*Exercise requirements*
Retype each entry exactly as written, and keep the pictures out of the copy.

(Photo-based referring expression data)

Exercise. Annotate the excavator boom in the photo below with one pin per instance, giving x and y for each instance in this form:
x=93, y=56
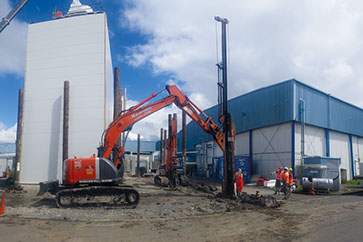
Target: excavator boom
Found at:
x=125, y=120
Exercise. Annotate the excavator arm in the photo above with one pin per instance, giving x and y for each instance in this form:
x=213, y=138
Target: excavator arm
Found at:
x=136, y=113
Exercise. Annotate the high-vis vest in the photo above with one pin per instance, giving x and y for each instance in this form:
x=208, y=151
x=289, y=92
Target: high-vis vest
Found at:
x=291, y=179
x=279, y=175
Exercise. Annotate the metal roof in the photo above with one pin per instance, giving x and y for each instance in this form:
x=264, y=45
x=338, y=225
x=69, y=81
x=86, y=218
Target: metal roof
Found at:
x=280, y=103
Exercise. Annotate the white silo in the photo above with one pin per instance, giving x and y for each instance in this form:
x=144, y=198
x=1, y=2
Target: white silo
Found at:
x=74, y=48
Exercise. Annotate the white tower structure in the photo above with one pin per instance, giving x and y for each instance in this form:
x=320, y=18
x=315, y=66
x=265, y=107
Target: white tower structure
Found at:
x=74, y=48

*Exercise solution*
Exercise. Annotate the excavator boom in the photo below with one pin per instance, giving x and y for each instance in this form:
x=93, y=56
Target: excavator boom
Found at:
x=125, y=120
Exercise. Annotate the excavator arm in the photo above with one pin per instance, giving x and y for each instance in this form:
x=213, y=138
Target: excavator arm
Found at:
x=136, y=113
Exercise. Annotate the high-vis vest in the photo above with one pin per instance, giving x and y for each instance in this form:
x=208, y=151
x=289, y=92
Target: high-vis vest
Found at:
x=291, y=179
x=279, y=175
Exercise. Annotate the metal roof in the photo above with one pin per instance, giving x and y for each instance in this form:
x=264, y=45
x=338, y=225
x=69, y=81
x=86, y=218
Target: metal roof
Found at:
x=280, y=103
Exercise. Annotate the white silo in the photo above with one pin per instance, giving x and y for each instance in this form:
x=144, y=198
x=1, y=2
Target: white silo
Found at:
x=74, y=48
Exercise. Annotate the white tower structure in the photo above with one pin per instance, giving x and y for each instance in this form:
x=320, y=18
x=315, y=66
x=265, y=107
Target: white tower structure
Found at:
x=74, y=48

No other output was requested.